Part of Debate on the Address – in the House of Commons am 3:25 pm ar 17 Gorffennaf 2024.
I am grateful for that intervention. It was very important to me, and to my Government, that within days of being elected I went to Scotland, Northern Ireland and Wales with that message about working together. As the hon. Gentleman will know, I worked in Northern Ireland for five years on reforms to the Police Service in Northern Ireland. It matters to me that we make progress on all matters across all our nations, and that is the way in which we will operate as a Government. It was a statement of intent that I made in those early days, and let me say, in direct answer to the hon. Gentleman’s question, that I will continue in that vein.
As well as maintaining our plan to cut waiting times, we will modernise the Mental Health Act 1983 and finally drag it into the 21st century. We will raise standards in our schools and improve the confidence, the wellbeing and the happiness of our children, because that is so often the barrier that holds them back. We will also work on landmark legislation on race equality, and tackle the structural injustice of unfair, discriminatory pay. Britain has come a long way on such matters—one look at this Parliament shows that we are moving forward, and I recognise the efforts of so many in this House, on all sides, to tackle this injustice—but we can still do more, and therefore we must and we will. We will also begin work on banning conversion practices, and will bring forward tough new protections for renters. Those are promises that have lingered in the lobby of good intentions for far too long.

## Recorded data

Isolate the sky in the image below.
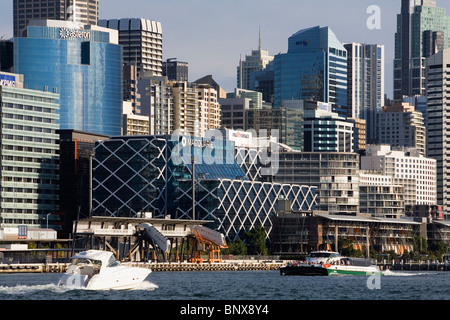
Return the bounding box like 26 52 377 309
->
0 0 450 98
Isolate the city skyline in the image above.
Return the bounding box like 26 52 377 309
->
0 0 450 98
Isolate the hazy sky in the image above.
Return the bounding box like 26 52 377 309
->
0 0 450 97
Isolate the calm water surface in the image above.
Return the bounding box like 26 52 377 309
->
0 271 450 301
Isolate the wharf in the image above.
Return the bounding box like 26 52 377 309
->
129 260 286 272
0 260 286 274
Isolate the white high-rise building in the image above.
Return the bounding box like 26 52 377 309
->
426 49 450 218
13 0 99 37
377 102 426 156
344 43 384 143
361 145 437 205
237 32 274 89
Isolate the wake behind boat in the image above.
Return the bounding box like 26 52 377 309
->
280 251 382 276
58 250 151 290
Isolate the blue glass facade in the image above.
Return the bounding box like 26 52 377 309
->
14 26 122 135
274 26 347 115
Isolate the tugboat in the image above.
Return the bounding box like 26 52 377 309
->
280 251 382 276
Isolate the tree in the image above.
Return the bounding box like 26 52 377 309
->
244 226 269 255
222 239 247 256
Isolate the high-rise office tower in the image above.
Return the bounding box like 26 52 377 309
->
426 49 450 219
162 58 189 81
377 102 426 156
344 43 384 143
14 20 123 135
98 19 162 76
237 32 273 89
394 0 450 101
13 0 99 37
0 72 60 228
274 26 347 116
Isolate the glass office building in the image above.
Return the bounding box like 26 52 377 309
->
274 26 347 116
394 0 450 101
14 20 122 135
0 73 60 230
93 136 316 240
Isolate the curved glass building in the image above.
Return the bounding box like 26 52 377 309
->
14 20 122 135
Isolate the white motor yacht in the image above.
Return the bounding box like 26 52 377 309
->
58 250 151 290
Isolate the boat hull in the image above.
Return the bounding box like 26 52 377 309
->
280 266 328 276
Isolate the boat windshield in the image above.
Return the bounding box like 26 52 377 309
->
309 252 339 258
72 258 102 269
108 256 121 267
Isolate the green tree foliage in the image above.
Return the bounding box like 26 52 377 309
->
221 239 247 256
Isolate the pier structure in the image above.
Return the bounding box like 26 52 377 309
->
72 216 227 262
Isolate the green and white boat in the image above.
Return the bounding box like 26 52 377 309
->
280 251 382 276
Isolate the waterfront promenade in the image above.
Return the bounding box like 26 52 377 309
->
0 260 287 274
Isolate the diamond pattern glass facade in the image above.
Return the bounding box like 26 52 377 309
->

## Goal of the exercise
Summarize the House of Commons debate excerpt in exactly two sentences.

## Response area
The speaker states that within days of being elected they went to Scotland, Northern Ireland and Wales with a message about working together, and pledges to keep working across all the nations. The speaker also sets out plans to keep cutting waiting times, modernize the Mental Health Act 1983, raise school standards and children's wellbeing, legislate on race equality and discriminatory pay, begin work on banning conversion practices, and introduce tough new protections for renters.